Topics: Battery, Energy, Graphene, Green Tech, Lithium, Materials Science, Nanomaterials

The demand for high-performance batteries, especially for use in electric vehicles, is surging as the world shifts its energy consumption to a more electric-powered system, reducing reliance on fossil fuels and prioritizing climate remediation efforts. To improve battery performance and production, Penn State researchers and collaborators have developed a new fabrication approach that could make for more efficient batteries that maintain energy and power levels.

The improved method for fabricating battery electrodes may lead to high-performance batteries that would enable more energy-efficient electric vehicles, as well as such benefits as enhancing power grid storage, according to Hongtao Sun. Sun is an assistant professor of industrial and manufacturing engineering at Penn State and the co-corresponding author of the study, which was published in and featured on the front cover of Carbon.

"With current batteries, we want them to enable us to drive a car for longer distances, and we want to charge the car in maybe five minutes, 10 minutes, comparable to the time it takes to fill up for gas," Sun said. "In our work, we considered how we can achieve this by making the electrodes and battery cells more compact, with a higher percentage of active components and a lower percentage of passive components."

__SUPPLIED DATA__.
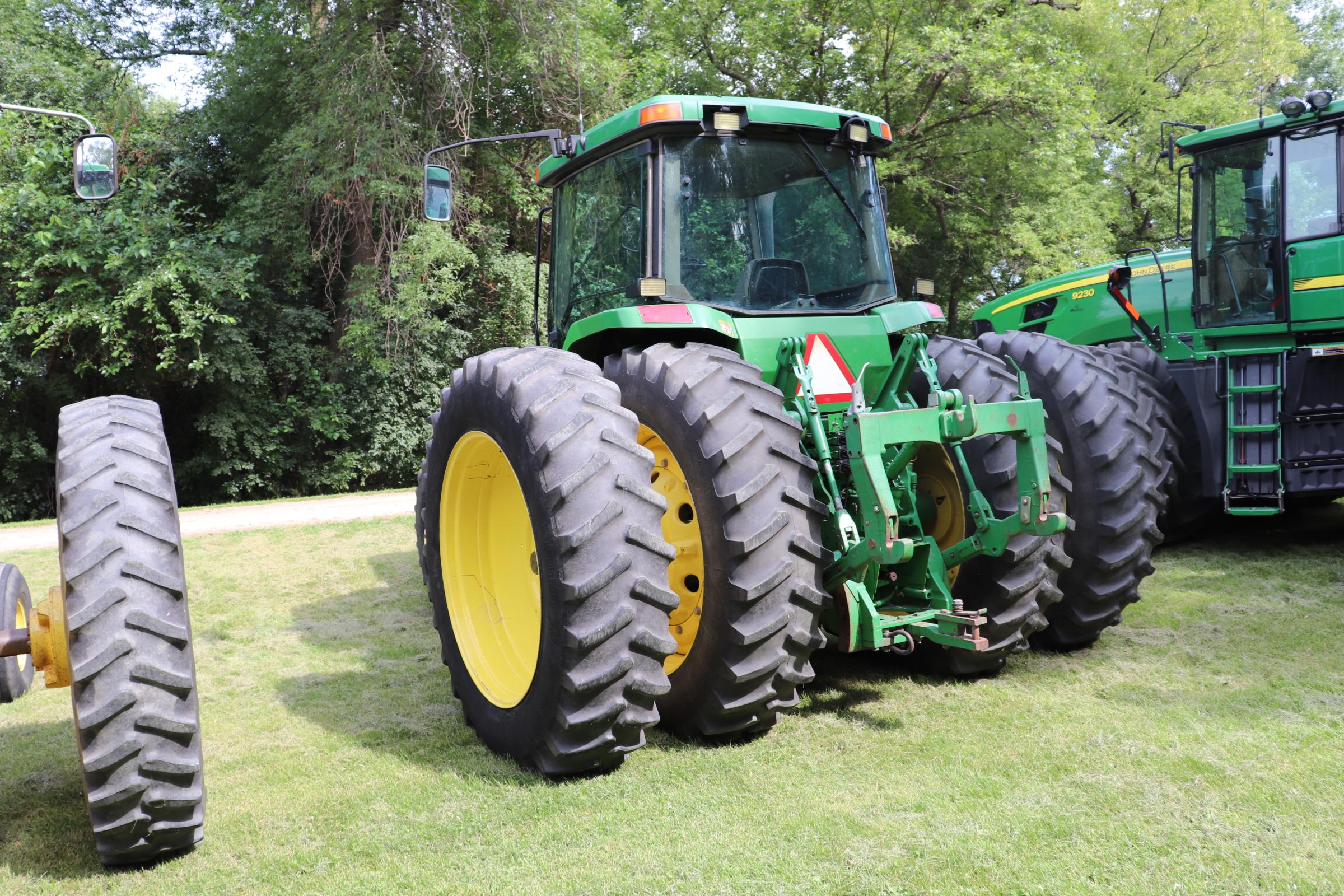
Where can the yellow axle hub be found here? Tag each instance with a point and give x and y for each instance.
(680, 527)
(491, 571)
(50, 640)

__ACTIVITY 1__.
According to the battery electrode article, which journal published the study and featured it on its front cover?
__ACTIVITY 2__.
Please transcribe the battery electrode article starting at "The improved method" and ending at "front cover of Carbon.".
__ACTIVITY 3__.
Write the next part of the battery electrode article, picking up after its final sentence.

__OUTPUT 1__.
Carbon

__OUTPUT 2__.
The improved method for fabricating battery electrodes may lead to high-performance batteries that would enable more energy-efficient electric vehicles, as well as such benefits as enhancing power grid storage, according to Hongtao Sun. Sun is an assistant professor of industrial and manufacturing engineering at Penn State and the co-corresponding author of the study, which was published in and featured on the front cover of Carbon.

__OUTPUT 3__.
If an electric car maker wants to improve the driving distance of their vehicles, they add more battery cells, numbering in the thousands. The smaller and lighter, the better, according to Sun.

"The solution for longer driving distances for an electric vehicle is just to add compact batteries, but with denser and thicker electrodes," Sun said, explaining that such electrodes could better connect and power the battery's components, making them more active. "Although this approach may slightly reduce battery performance per electrode weight, it significantly enhances the vehicle's overall performance by reducing the battery package's weight and the energy required to move the electric vehicle."

Thicker, denser, better: New electrodes may hold the key to advanced batteries, Jamie Oberdick, Pennsylvania State University, techxplore.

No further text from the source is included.